■ Enunciado a:
Organiza como CSV de dos columnas, enunciado y respuesta, los registros que van desde la línea que contiene "Tag the clear" hasta la línea que contiene "[1444, 471]", ambas incluidas. Usa una fila por registro, con su texto y su respuesta, cada uno en un solo campo entre comillas y con los saltos de línea convertidos en espacios.

■ Fragmento del texto:

+--

Por Santi Ortiz
14 de octubre de 1956. La tarde me sorprende, con mis flamantes siete añitos, sentadito en la cruceta de la mesa del salón con los oídos puestos en el aparato de radio atento a la conexión con la Monumental de Barcelona, desde donde iban a retransmitir la alternativa de Antonio Borrero, Chamaco. El reloj marca las cuatro y cuarto cuando, en una plaza abarrotada de público, pisan el ruedo Litri, de rosa y oro, Antonio Ordóñez, de grana y oro, y, entre ellos, Chamaco, enfundado en un flamante blanco y oro que resalta aún más la morenez aceitunada de su rostro. En los chiqueros aguardan cuatro toros de don Antonio Urquijo, uno de Atanasio Fernández y otro de Paco Galache, corrido en sexto lugar y sustituido por otro del mismo hierro al haberse partido un pitón por la cepa.
Terminado el paseíllo, una atronadora y prolongada ovación obliga al toricantano a saludar y éste sale al tercio a recogerla en solitario, sin que sus compañeros de terna, caballerosamente, acepten compartirla como pretendía el neófito. Padrino y testigo son conscientes de que esas palmas son exclusivamente para el doctorando y vienen a homenajear una trayectoria novilleril en Barcelona a la que nunca nadie, ni antes ni después –y ya han transcurridos sesenta y cuatro años– haya podido siquiera aproximarse ni en número ni en apasionamiento, dado las veces que toreó y el cariño, admiración y absoluta entrega con que la afición barcelonesa idolatra al torero de Huelva.
Rebobinar la historia que ha conducido a Antonio a este momento, es volver la vista a aquella Huelva lejana y rosa, que dijera Juan Ramón, cuya alborada sorprendió tantas veces al muchacho volviendo de pasar las madrugadas en el Matadero, convertido en furtiva escuela de tauromaquia, o toreando de salón entre gotas de rocío –bajo los consejos de su amigo, protector y luego fidelísimo mozo de espadas durante toda su carrera, Manolín Aguirre–, en el campo del Titán, cercano a la calle Almirante Vierna, en cuyo número 15 viniera al mundo nuestro protagonista.
Eran los inicios de una andadura aventurera que lo lleva por el itinerario de capeas provinciales a San Juan del Puerto, Beas, Trigueros y Niebla; a alguna que otra correría furtiva a la luz de la luna en fincas próximas y a un par de incursiones de espontáneo, en la primera de las cuales –en Bonares, en un novillo de su amigo Aguirre, con el que estaba compinchado–, tras pegarle cuatro muletazos al astado, pudo volver a saltar al tendido y, camuflado con una gorra calada hasta las cejas y una gabardina, despistar a los guardias que lo buscaban.

+--

■ Información extraída:
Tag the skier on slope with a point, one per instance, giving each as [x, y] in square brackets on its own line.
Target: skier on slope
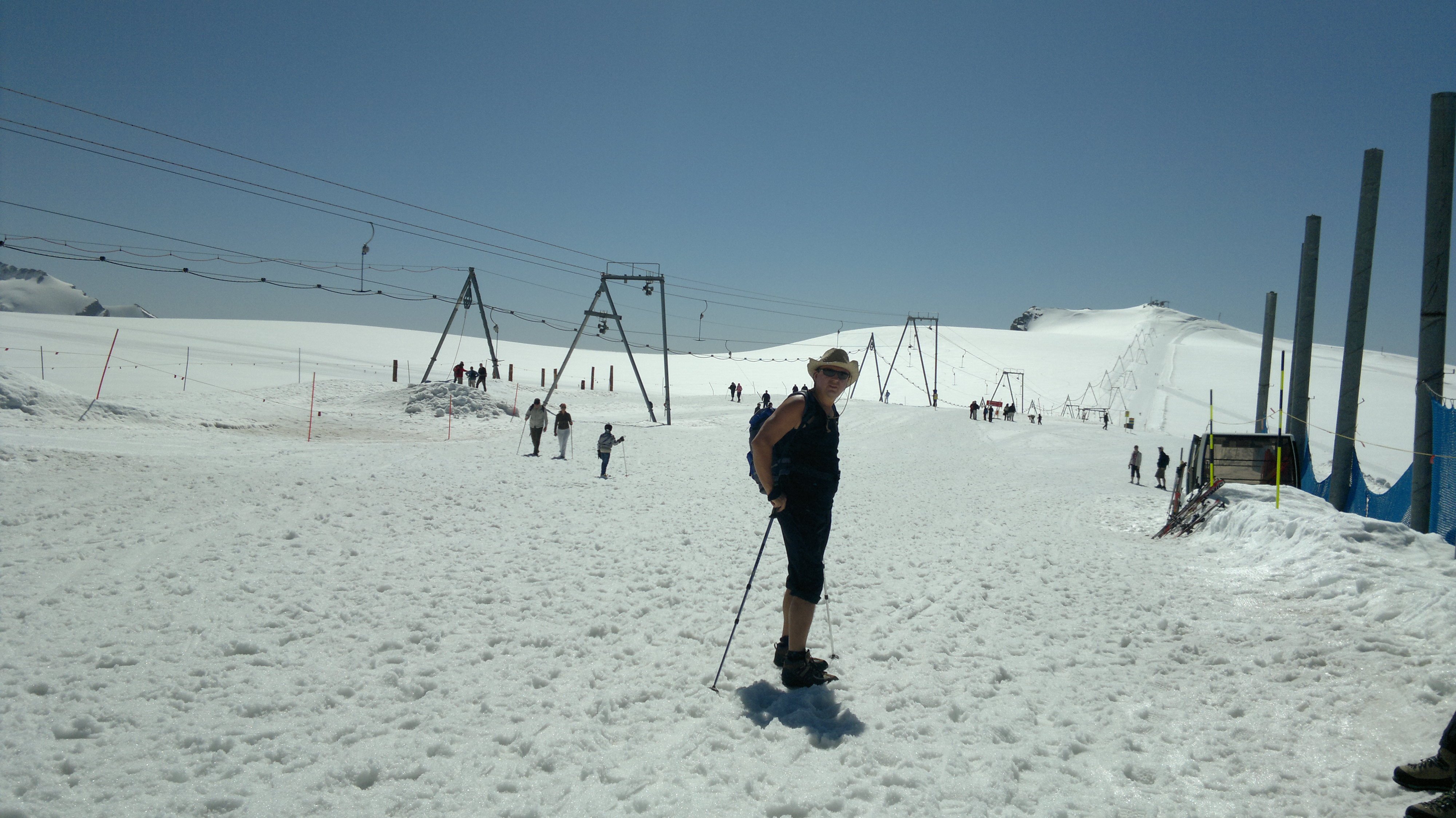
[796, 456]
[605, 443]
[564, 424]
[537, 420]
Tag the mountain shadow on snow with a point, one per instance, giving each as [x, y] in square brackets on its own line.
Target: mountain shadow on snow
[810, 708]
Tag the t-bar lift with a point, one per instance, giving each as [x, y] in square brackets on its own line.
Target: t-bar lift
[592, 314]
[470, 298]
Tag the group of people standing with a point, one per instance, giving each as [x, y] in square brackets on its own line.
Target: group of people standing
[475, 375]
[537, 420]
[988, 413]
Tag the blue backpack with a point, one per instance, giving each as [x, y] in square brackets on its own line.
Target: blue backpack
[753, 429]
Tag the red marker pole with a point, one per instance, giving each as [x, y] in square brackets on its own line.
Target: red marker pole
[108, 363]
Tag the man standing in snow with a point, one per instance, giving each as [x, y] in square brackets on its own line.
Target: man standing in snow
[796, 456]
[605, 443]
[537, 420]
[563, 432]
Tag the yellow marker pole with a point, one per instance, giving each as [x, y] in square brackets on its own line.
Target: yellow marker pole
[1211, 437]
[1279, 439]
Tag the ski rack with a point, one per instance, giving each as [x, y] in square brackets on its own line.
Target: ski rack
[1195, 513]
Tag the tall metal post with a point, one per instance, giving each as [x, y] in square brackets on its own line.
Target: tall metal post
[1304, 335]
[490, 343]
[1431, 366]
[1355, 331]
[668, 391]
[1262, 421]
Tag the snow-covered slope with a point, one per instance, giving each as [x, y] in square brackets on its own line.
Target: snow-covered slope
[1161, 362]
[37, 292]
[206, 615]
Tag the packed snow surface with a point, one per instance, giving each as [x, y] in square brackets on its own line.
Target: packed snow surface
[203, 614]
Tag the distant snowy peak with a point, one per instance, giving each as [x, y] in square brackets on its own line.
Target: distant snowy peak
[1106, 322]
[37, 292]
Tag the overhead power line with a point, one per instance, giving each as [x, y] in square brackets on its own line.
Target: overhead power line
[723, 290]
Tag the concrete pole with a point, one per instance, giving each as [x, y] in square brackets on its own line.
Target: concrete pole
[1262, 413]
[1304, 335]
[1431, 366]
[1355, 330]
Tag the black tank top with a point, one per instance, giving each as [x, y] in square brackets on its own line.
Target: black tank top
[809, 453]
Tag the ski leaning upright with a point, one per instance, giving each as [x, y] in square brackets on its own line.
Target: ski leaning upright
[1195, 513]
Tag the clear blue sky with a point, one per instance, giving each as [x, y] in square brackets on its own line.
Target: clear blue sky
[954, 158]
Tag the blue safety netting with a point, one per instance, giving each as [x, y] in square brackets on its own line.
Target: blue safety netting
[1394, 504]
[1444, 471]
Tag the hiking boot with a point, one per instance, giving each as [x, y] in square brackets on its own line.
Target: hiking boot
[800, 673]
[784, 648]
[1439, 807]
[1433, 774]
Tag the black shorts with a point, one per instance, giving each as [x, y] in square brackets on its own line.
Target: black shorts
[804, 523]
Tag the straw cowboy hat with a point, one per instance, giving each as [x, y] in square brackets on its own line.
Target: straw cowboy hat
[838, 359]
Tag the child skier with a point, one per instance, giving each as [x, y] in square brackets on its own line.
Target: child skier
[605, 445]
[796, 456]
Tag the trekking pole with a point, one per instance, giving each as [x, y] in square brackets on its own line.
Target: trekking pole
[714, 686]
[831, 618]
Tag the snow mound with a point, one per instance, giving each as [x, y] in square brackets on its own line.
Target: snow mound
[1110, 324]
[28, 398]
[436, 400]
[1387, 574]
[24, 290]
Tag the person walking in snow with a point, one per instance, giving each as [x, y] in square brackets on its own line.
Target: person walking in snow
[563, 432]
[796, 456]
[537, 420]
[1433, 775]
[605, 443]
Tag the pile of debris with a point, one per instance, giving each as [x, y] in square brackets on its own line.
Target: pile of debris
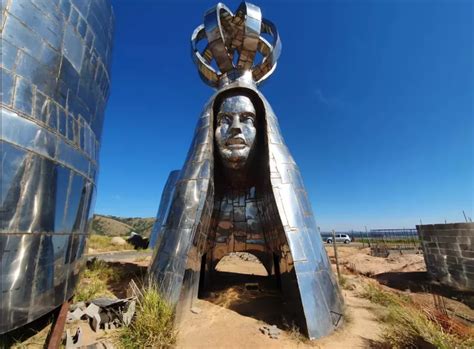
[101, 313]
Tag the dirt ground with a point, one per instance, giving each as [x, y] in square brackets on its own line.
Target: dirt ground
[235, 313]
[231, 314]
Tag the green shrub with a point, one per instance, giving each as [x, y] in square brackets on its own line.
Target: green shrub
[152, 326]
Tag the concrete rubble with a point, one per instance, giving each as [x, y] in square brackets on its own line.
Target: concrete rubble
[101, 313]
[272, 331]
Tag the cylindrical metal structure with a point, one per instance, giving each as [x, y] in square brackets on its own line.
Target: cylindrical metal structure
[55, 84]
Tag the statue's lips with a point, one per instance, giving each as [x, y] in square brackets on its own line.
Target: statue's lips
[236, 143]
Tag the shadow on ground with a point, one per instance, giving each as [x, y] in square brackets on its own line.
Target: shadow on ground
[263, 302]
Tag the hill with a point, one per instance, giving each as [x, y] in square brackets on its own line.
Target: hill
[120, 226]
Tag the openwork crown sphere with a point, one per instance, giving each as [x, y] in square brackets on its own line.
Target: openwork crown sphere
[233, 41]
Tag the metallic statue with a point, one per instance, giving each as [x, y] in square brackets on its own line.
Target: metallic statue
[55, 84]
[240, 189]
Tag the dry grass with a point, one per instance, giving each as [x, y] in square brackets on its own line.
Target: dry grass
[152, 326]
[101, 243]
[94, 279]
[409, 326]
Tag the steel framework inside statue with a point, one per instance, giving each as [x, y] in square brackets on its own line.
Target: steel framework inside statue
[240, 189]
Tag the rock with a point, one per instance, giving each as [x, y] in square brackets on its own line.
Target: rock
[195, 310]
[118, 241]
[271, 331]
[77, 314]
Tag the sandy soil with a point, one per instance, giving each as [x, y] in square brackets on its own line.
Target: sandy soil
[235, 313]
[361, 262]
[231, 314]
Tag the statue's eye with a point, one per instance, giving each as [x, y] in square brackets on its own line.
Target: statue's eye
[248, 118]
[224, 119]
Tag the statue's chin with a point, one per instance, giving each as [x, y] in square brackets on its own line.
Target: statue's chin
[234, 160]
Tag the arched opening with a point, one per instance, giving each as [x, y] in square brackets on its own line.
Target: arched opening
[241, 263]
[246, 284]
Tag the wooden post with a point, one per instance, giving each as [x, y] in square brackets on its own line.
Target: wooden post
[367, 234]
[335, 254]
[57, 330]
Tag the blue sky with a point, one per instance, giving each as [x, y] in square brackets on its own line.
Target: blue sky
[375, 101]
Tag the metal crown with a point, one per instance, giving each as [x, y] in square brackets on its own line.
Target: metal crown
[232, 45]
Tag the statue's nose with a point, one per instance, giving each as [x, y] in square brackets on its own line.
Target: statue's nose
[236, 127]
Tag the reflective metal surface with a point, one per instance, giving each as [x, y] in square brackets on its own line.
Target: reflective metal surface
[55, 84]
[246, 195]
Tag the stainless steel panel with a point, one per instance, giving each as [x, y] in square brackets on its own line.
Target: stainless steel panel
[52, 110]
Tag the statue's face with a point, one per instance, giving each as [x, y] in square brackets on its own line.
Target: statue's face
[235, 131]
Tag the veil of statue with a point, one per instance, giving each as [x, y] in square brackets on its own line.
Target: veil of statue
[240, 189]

+--

■ Enunciado b:
Copia de nuevo el pasaje de la crónica sobre la alternativa de Chamaco desde "Terminado el paseíllo, una" hasta "torero de Huelva.", este incluido, y sustituye "toricantano" por "nuevo matador".

■ Resultado a:
enunciado,respuesta
"Tag the clear blue sky with a point, one per instance, giving each as [x, y] in square brackets on its own line. Target: clear blue sky","[954, 158]"
"Tag the blue safety netting with a point, one per instance, giving each as [x, y] in square brackets on its own line. Target: blue safety netting","[1394, 504] [1444, 471]"

■ Resultado b:
Terminado el paseíllo, una atronadora y prolongada ovación obliga al nuevo matador a saludar y éste sale al tercio a recogerla en solitario, sin que sus compañeros de terna, caballerosamente, acepten compartirla como pretendía el neófito. Padrino y testigo son conscientes de que esas palmas son exclusivamente para el doctorando y vienen a homenajear una trayectoria novilleril en Barcelona a la que nunca nadie, ni antes ni después –y ya han transcurridos sesenta y cuatro años– haya podido siquiera aproximarse ni en número ni en apasionamiento, dado las veces que toreó y el cariño, admiración y absoluta entrega con que la afición barcelonesa idolatra al torero de Huelva.